## Natural language region descriptions
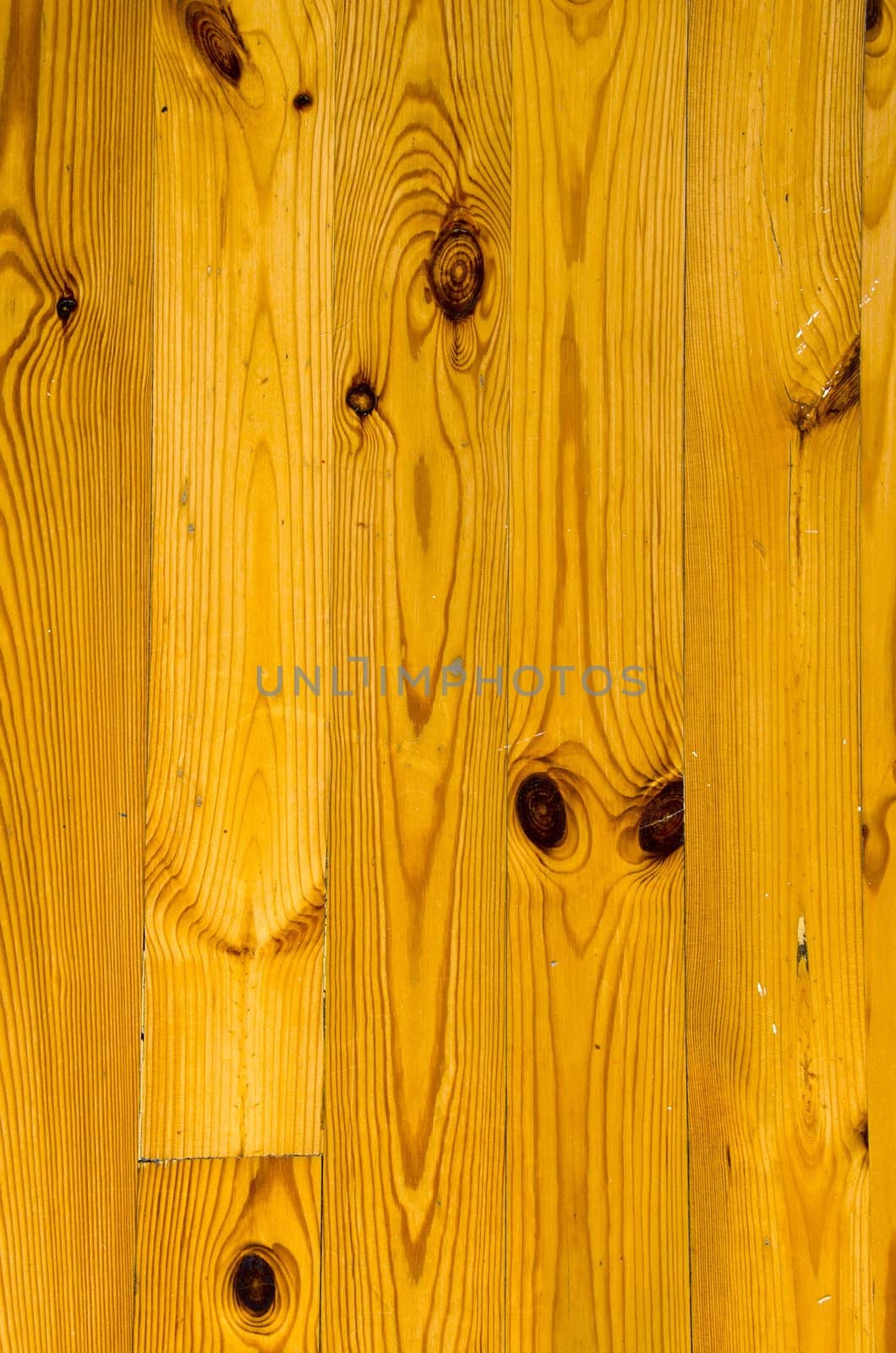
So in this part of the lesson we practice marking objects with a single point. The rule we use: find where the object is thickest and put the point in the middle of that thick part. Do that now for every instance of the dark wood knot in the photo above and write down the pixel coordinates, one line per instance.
(542, 811)
(214, 31)
(456, 270)
(362, 399)
(662, 825)
(254, 1285)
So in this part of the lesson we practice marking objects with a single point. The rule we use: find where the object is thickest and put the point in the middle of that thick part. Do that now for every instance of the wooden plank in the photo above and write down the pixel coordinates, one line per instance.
(74, 281)
(238, 781)
(229, 1256)
(413, 1181)
(597, 1197)
(878, 638)
(776, 1022)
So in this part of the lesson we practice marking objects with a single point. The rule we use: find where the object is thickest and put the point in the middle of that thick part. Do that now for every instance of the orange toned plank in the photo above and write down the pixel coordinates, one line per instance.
(878, 635)
(238, 785)
(776, 1023)
(597, 1202)
(76, 304)
(229, 1256)
(413, 1181)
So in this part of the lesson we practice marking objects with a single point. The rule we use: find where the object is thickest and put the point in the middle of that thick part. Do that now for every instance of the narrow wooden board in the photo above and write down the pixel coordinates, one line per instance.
(413, 1181)
(229, 1256)
(238, 780)
(878, 644)
(597, 1201)
(776, 1019)
(74, 95)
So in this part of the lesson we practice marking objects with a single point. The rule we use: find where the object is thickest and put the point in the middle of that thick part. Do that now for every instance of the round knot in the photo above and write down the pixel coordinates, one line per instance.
(218, 45)
(662, 825)
(456, 270)
(542, 811)
(254, 1285)
(362, 399)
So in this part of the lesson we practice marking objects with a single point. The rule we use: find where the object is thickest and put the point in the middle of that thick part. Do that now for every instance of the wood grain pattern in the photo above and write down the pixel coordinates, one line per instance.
(413, 1177)
(238, 781)
(597, 1214)
(776, 1022)
(878, 646)
(74, 304)
(229, 1256)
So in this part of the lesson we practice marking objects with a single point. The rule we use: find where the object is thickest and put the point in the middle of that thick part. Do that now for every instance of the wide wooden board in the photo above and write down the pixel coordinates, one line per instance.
(238, 780)
(74, 421)
(776, 1021)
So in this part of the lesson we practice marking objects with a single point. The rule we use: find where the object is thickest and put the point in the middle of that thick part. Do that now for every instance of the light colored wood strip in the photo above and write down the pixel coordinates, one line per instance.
(416, 915)
(597, 1202)
(878, 639)
(238, 781)
(776, 1022)
(74, 92)
(229, 1256)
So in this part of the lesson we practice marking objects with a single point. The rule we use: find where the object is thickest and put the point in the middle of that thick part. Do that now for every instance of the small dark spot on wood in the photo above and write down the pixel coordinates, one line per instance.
(254, 1285)
(839, 394)
(662, 825)
(542, 811)
(362, 399)
(216, 37)
(456, 270)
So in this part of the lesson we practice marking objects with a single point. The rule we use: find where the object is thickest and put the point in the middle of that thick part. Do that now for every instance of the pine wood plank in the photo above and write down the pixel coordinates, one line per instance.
(776, 1023)
(74, 304)
(229, 1256)
(238, 781)
(597, 1188)
(413, 1180)
(878, 622)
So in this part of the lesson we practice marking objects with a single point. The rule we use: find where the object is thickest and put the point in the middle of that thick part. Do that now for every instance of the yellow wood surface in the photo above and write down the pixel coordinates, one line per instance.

## Problem statement
What is needed is a word-for-word transcription of all the entries, with the pictures dropped.

## Response area
So in this part of the lesson we practice marking objects with a single point. The rule we use: find where the object is thickest and put the point in the middle of that thick part. Do that now for every instance of the dark wood knot in the photo above and write down the pixel coordinates, one line per instance.
(542, 811)
(214, 31)
(456, 270)
(362, 399)
(662, 825)
(254, 1285)
So in this part of the lesson we practice marking objects with a single point. The rule we use: find where the object is thickest and put the point in the middle of that thick part. Do that now for every instance of the wooden plank in the photo above and write down the pixel coordinates, one line per instance.
(74, 281)
(238, 781)
(229, 1256)
(413, 1181)
(597, 1197)
(878, 638)
(776, 1022)
So in this part of the lesson we practice marking objects with a single point. The rule we use: find where the object is thickest and put the point in the middle of that thick part. Do that now for every instance of the orange toned plank in the photo above and write down the pixel coordinates, one line per instance.
(878, 635)
(238, 785)
(776, 1023)
(597, 1202)
(76, 304)
(229, 1256)
(413, 1181)
So in this part of the lesson we practice marking objects with a single point. The rule we use: find where the object is thickest and put the point in the middle of that thick part. Do that now for every instance of the narrow wooden board in the photo above and write down the pixel coordinates, one line per instance.
(413, 1181)
(229, 1256)
(238, 780)
(878, 644)
(597, 1201)
(776, 1019)
(74, 95)
So in this part of the lesson we practice marking objects with a single point. The rule we use: find where the object is thickest and put the point in the middle of that thick part. Do that now for every instance of the round knot in the photo above and write down the pixel coordinates, one line per instance.
(218, 45)
(662, 825)
(456, 270)
(542, 811)
(254, 1285)
(362, 399)
So in this part of the lesson we practice marking objects with a single point. The rule we use: find where the object is thickest and put the point in the middle of that thick part. Do that now for every instance of the wood grain pattern in the photo above and write down the pixel coordinates, one line per instance.
(413, 1177)
(238, 781)
(597, 1214)
(776, 1022)
(878, 646)
(74, 304)
(229, 1256)
So in this part of the lesson we practice marking objects with a single point. The rule we use: find where the object is thickest and put the point in the middle of that thick part. Do that now for every instance of the wide wooden board in the photo above and write down the pixel coordinates, one line per instance.
(238, 780)
(74, 421)
(776, 1021)
So in this part of the lesson we practice marking objects with a single point. The rule we use: find where the object is thickest and put the point in the middle of that thick part. Do that now for every instance of the light colored wood strip in the photo above and write down the pixel coordinates, one line per instance.
(416, 915)
(597, 1202)
(878, 639)
(238, 781)
(776, 1022)
(74, 92)
(229, 1256)
So in this part of the lesson we practice marking objects with a single point. The rule we use: find where the object is thickest and put the point in the middle of that thick part. Do that now for every instance of the small dark spot on wood in the photo above and write down the pixel coordinates, one line per instance.
(254, 1285)
(839, 394)
(662, 825)
(542, 811)
(362, 399)
(216, 37)
(456, 270)
So in this part of the lesson we practice marking objects with a single point. The rule we use: find where the object is thickest and put the point in the middle of that thick part. Do that now for every instance of the pine wood plank in the photo above and write down the pixel coordinates, one line per instance.
(776, 1023)
(74, 304)
(229, 1256)
(238, 781)
(597, 1188)
(413, 1180)
(878, 622)
So in this part of the lesson we practice marking objects with a single point. The rule we use: find where the object is thickest and put the point in the middle of that thick part. Do that now for every instance of the yellow wood surface in the photo above and write down the pixel coordinates, one line per instance.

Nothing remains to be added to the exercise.